(DATA):
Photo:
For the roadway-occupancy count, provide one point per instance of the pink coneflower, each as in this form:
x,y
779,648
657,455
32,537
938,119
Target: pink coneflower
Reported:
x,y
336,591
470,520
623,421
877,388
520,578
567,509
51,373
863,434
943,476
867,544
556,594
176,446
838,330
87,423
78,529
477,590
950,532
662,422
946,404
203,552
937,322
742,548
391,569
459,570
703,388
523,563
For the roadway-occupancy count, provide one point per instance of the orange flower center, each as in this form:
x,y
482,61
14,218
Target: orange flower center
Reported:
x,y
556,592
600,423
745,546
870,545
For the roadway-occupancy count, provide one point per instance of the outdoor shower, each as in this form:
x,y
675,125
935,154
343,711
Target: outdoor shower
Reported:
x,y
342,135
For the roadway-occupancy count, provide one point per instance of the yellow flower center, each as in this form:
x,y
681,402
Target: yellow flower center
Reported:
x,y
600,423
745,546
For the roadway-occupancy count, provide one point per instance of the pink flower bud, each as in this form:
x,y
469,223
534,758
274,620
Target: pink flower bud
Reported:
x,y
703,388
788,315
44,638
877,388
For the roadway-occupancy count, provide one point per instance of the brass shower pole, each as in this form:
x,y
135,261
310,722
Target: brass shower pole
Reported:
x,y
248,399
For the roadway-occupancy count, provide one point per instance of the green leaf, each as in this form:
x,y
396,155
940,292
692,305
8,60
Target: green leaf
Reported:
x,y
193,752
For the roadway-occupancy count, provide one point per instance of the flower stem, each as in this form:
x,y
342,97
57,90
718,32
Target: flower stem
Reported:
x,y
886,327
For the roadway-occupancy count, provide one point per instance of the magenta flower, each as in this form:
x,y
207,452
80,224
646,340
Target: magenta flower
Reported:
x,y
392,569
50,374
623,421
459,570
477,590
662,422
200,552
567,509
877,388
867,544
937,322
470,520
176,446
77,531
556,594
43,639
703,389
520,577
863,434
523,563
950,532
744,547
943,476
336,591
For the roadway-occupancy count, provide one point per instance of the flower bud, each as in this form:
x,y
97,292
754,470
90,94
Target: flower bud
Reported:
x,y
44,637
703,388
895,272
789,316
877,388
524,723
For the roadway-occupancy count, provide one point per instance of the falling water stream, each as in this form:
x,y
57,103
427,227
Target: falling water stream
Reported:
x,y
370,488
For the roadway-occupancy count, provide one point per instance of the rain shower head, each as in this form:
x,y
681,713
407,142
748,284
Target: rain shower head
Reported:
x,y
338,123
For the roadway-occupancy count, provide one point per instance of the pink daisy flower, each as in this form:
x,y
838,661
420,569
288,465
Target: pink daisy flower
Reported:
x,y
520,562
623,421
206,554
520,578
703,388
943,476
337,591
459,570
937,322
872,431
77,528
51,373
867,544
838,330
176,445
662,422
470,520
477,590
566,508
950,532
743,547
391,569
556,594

(WHAT THE EXERCISE ASKS): Swap "Reported" for "Marked" throughout all the items above, and reproduce every other line unchanged.

(ANSWER TO THE PROBLEM):
Photo:
For the roadway-occupancy count, provide one point per instance of the pink coneflower, each as in this form:
x,y
779,648
657,455
32,537
938,119
Target: pink coneflower
Marked:
x,y
336,591
470,520
623,421
877,388
520,578
567,509
51,373
863,434
943,476
867,544
556,594
176,446
838,330
87,423
78,529
477,590
950,532
662,422
946,404
203,552
937,322
742,548
391,569
459,570
703,388
523,563
For the roadway-occupancy count, provide one point per instance of the orange flower center, each as in this form:
x,y
482,61
14,218
Target: orange flower center
Marked:
x,y
556,592
600,423
745,546
870,545
For the roadway-occupancy count, provide one point per instance of the outdoor shower, each as in this form:
x,y
675,125
935,154
343,711
Target: outdoor shower
Marked:
x,y
342,135
For the roadway-occupancy count, provide one point per instance of the yellow flower center, each as in this form:
x,y
681,402
Target: yellow flower center
Marked:
x,y
600,423
745,546
For the roadway-occupancy count, provide one point per instance of the pink flower bud, each as in this form:
x,y
469,223
534,758
274,620
Target: pink flower bud
Marked:
x,y
703,388
788,315
44,638
877,388
For the roadway-occupancy count, provide one point per instance of the brass shower pole, each as in this form:
x,y
135,261
310,722
Target: brass shower pole
Marked:
x,y
248,399
For the roadway-occupancy count, provide one point per instance of the green leaf, each as in this form:
x,y
396,155
940,292
692,305
8,60
Target: green leaf
Marked:
x,y
193,752
For the roadway-occupancy count, provide one point per instance of the flower stem, each as in this form:
x,y
342,97
57,90
718,32
Target: flower stem
Marked:
x,y
886,327
For the roadway-occupancy count, provide one point per instance of the magenta flower, each as in this form:
x,y
207,452
80,224
646,340
Target: magenta flower
Marked:
x,y
392,569
50,374
623,421
459,570
477,590
662,422
200,552
567,509
877,388
867,544
937,322
470,520
176,446
77,531
556,594
43,639
703,389
520,577
863,434
523,563
950,532
744,547
943,476
336,591
For the roadway-occupancy count, provide one point per instance of the flower bud, each as in this form:
x,y
97,292
754,470
90,94
Target: flower bud
Marked:
x,y
44,637
703,388
895,272
789,316
877,388
524,723
For the roadway-occupancy count, provide one point per instance of the falling water stream, each as in this form:
x,y
57,103
427,227
Target: falling water stream
Marked:
x,y
370,488
For the roadway-occupancy count, provide one point per instance of the rain shower head, each as in this form:
x,y
681,713
407,142
748,284
Target: rain shower head
Marked:
x,y
338,123
For the roadway-occupancy count, provide one point per instance of the pink daisy flower, each as in this form:
x,y
838,661
420,569
288,465
Target: pink daisy flower
Marked:
x,y
520,562
623,421
206,554
520,578
703,388
943,476
337,591
459,570
937,322
872,431
77,528
51,373
867,544
838,330
176,445
662,422
470,520
477,590
566,508
950,532
743,547
391,569
556,594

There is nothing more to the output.